**RECORDS**
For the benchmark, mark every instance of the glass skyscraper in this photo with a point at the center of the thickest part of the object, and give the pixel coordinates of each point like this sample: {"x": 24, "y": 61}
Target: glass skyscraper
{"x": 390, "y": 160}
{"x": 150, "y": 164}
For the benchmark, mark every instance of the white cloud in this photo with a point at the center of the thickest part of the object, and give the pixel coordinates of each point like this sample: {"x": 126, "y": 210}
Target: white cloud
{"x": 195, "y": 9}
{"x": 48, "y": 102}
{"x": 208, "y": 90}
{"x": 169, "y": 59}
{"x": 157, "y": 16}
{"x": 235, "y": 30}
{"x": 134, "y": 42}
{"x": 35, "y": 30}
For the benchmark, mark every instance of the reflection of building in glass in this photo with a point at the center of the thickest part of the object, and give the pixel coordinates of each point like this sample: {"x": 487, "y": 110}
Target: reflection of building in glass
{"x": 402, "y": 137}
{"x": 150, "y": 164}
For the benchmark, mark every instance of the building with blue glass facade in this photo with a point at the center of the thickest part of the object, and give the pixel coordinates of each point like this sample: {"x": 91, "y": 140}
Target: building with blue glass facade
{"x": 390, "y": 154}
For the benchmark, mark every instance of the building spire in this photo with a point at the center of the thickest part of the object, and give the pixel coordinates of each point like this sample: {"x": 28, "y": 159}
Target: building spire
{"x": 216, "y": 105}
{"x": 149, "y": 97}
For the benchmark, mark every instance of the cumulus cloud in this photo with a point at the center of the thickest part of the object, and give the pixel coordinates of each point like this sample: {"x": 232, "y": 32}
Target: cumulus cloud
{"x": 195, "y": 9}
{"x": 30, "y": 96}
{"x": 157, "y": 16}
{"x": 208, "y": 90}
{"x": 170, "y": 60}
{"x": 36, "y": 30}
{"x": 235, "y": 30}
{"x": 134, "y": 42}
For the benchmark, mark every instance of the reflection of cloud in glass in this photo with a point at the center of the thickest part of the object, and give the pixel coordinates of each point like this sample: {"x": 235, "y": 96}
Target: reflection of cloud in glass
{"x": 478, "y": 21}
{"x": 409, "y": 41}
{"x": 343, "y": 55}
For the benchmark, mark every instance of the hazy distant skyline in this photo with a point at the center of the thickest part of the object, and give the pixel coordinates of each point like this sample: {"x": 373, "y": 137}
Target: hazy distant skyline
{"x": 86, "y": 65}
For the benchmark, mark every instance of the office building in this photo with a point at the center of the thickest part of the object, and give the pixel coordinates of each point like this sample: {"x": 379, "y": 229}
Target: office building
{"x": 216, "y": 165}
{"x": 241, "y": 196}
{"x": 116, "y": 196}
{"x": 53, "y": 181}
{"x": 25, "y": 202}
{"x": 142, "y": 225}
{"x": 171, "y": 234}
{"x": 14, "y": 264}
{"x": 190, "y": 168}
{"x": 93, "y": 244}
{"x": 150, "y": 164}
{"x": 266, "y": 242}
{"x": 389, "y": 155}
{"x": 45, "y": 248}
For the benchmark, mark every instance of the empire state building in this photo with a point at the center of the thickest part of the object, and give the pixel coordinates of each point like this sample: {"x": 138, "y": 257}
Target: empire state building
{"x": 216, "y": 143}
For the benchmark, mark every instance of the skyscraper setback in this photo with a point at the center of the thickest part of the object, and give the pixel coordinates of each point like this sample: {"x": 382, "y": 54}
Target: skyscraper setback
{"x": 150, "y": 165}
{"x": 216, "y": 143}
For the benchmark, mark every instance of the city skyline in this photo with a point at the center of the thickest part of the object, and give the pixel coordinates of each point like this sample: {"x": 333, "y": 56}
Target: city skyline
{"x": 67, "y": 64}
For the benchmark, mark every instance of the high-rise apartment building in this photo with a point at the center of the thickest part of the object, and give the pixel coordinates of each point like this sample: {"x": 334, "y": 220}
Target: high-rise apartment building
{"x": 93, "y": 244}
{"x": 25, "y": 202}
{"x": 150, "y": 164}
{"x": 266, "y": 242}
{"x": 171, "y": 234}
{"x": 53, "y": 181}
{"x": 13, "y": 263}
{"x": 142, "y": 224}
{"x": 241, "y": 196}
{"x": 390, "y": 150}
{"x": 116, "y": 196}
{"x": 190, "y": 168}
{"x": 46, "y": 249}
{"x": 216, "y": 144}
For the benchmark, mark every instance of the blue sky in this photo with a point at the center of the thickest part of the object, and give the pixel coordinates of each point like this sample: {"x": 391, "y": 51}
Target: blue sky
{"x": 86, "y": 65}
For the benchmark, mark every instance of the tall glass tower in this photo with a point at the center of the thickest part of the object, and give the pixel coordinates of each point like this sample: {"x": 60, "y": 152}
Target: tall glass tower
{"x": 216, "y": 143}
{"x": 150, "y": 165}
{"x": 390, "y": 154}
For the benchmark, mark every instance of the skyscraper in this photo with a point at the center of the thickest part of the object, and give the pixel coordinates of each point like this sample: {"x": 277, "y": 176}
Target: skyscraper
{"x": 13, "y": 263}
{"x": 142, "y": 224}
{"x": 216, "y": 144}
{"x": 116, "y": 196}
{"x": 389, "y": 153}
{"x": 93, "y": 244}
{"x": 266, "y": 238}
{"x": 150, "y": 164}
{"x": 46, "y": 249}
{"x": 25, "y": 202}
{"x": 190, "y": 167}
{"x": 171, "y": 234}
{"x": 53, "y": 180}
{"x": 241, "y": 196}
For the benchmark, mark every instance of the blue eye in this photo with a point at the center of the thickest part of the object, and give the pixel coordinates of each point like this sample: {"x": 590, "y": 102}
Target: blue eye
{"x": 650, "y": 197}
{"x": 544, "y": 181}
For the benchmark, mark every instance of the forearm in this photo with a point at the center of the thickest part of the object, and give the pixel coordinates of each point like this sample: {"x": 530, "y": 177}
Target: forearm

**GIVEN REQUEST**
Convert the records from the line containing "For the benchmark, mark every instance of the blue eye" through the end of the records into a JSON list of strings, one string per line and no blank lines.

**RESULT**
[
  "For the benchmark, mark every instance of the blue eye in this photo with a point at the center of the thickest part of the object, and give the pixel coordinates of each point like this sample: {\"x\": 590, \"y\": 102}",
  "Target: blue eye",
  "{\"x\": 650, \"y\": 197}",
  "{\"x\": 544, \"y\": 181}",
  "For the benchmark, mark every instance of the forearm in this photo with a point at the center of the thickest part of the object, and give the pixel coordinates of each point like this sample: {\"x\": 530, \"y\": 177}",
  "Target: forearm"
]